Task to complete: Each record that follows is to be reproduced character for character, pictures excepted.

** Record set follows **

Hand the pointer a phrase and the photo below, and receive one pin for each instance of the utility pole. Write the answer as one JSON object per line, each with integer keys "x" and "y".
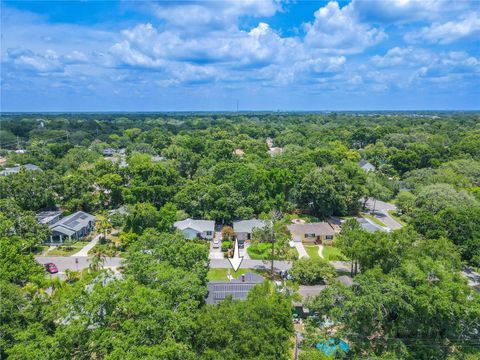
{"x": 273, "y": 248}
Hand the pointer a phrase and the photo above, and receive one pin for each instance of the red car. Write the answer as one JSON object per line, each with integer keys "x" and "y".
{"x": 51, "y": 268}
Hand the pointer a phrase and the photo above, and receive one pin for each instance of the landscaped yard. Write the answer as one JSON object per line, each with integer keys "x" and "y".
{"x": 394, "y": 215}
{"x": 331, "y": 253}
{"x": 312, "y": 251}
{"x": 67, "y": 250}
{"x": 221, "y": 274}
{"x": 263, "y": 251}
{"x": 372, "y": 218}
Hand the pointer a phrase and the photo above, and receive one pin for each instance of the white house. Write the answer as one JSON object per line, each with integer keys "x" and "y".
{"x": 192, "y": 229}
{"x": 366, "y": 166}
{"x": 243, "y": 229}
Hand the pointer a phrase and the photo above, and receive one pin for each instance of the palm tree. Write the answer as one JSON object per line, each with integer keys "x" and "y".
{"x": 97, "y": 261}
{"x": 103, "y": 224}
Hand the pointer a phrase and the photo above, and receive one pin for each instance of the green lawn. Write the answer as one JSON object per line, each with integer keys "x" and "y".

** End of Record set **

Task response:
Hand the pointer a phrase and the photo below, and receive one pin for each instance of the utility pole. Write the answer as one JSON object per line, each with integer keys "x" and "y".
{"x": 273, "y": 248}
Hand the pointer a phrase and the photo above, and receive one pin for each instance of the red car. Write the answer as one JSON object per line, each with integer keys "x" and "y".
{"x": 51, "y": 268}
Hand the pointer a phrase and the photo above, and receive one pin for each instance of the landscaped yard. Write the answer as one JSON object per line, each with integer keys "x" and "y".
{"x": 394, "y": 215}
{"x": 331, "y": 253}
{"x": 312, "y": 251}
{"x": 67, "y": 250}
{"x": 221, "y": 274}
{"x": 263, "y": 251}
{"x": 372, "y": 218}
Hand the pointer a phrase and the photo above, and receive one pin for each instance of the white house. Write the answer as one JSON object per line, each with integer keys "x" and "y".
{"x": 192, "y": 229}
{"x": 366, "y": 166}
{"x": 243, "y": 229}
Hand the pointer a phrase and the photo above, and receive one pin for each instance of the palm tree. Write the answer as one JSON object per line, each with integer keys "x" and "y".
{"x": 97, "y": 261}
{"x": 103, "y": 224}
Hand the pointer a phrase and the photo above, and receive one pin for each instance of the green lawn. Write the answer as one JSON object per line, each with integer keys "x" and "y".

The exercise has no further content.